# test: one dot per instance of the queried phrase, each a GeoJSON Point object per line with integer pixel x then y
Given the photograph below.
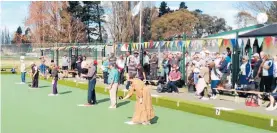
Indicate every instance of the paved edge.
{"type": "Point", "coordinates": [238, 116]}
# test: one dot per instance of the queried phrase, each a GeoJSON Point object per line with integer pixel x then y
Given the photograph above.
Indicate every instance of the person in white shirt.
{"type": "Point", "coordinates": [65, 64]}
{"type": "Point", "coordinates": [146, 64]}
{"type": "Point", "coordinates": [120, 63]}
{"type": "Point", "coordinates": [23, 71]}
{"type": "Point", "coordinates": [215, 78]}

How to complete this task —
Respond with a number only, the count of lines in the entries where the string "photograph" occurs.

Response area —
2